EXTRACTED ENTRIES:
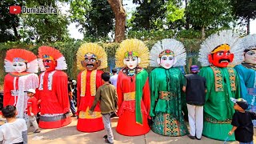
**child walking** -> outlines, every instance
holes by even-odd
[[[16,107],[8,105],[2,110],[7,122],[0,126],[0,143],[27,143],[27,128],[23,118],[16,118]]]
[[[26,91],[27,96],[30,98],[27,101],[27,115],[29,116],[29,121],[27,123],[27,129],[30,128],[32,123],[34,127],[34,133],[40,133],[39,127],[37,122],[37,114],[38,113],[38,99],[34,97],[35,94],[35,90],[34,89],[30,89]]]
[[[254,144],[252,120],[256,119],[256,114],[245,110],[248,108],[248,103],[246,100],[231,98],[231,101],[234,102],[234,109],[236,111],[233,115],[231,122],[233,127],[229,134],[232,135],[234,132],[235,140],[238,141],[240,144]]]
[[[110,116],[118,107],[118,94],[114,86],[110,84],[110,73],[103,73],[102,74],[104,85],[101,86],[96,92],[94,103],[89,110],[90,114],[93,114],[93,111],[96,104],[100,101],[100,109],[102,114],[104,128],[107,135],[105,135],[105,142],[114,143],[114,136],[111,129]]]

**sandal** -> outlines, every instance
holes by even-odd
[[[34,131],[34,133],[40,133],[41,131],[39,130],[39,129],[37,129],[36,130]]]
[[[104,135],[104,136],[103,136],[103,138],[104,138],[104,139],[106,139],[106,138],[107,138],[107,135]]]

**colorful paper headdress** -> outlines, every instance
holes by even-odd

REQUIRED WORK:
Format every line of the rows above as a JSON list of strings, one string per line, with blank lines left out. Leave the pictures out of the answer.

RESULT OF THIS EXERCISE:
[
  "**child walking** -> outlines, every instance",
  "holes by even-odd",
  "[[[16,107],[8,105],[2,110],[7,122],[0,126],[0,143],[27,143],[27,128],[23,118],[16,118]]]",
  "[[[26,91],[27,96],[30,98],[27,101],[27,115],[29,116],[29,121],[27,123],[27,129],[30,128],[32,123],[34,127],[34,133],[40,133],[39,127],[37,122],[37,114],[38,113],[38,99],[34,97],[35,94],[35,90],[34,89],[30,89]]]",
  "[[[254,144],[252,120],[256,119],[256,114],[245,110],[248,108],[248,103],[246,100],[231,98],[231,101],[234,102],[234,109],[236,111],[233,115],[231,122],[233,127],[229,134],[232,135],[234,132],[235,140],[238,141],[240,144]]]",
  "[[[110,116],[118,107],[118,94],[114,86],[110,84],[110,73],[103,73],[102,74],[104,85],[101,86],[96,92],[94,103],[89,110],[90,114],[93,114],[93,111],[96,104],[100,101],[100,109],[102,114],[104,128],[107,135],[105,135],[105,142],[114,143],[114,136],[111,129]]]",
  "**sandal** -> outlines, every instance",
  "holes by even-odd",
  "[[[34,131],[34,133],[40,133],[41,131],[39,130],[39,129],[37,129],[36,130]]]",
  "[[[104,135],[104,136],[103,136],[103,138],[104,138],[104,139],[106,139],[106,138],[107,138],[107,135]]]",
  "**colorful paper headdress** -> outlines, every instance",
  "holes by even-odd"
]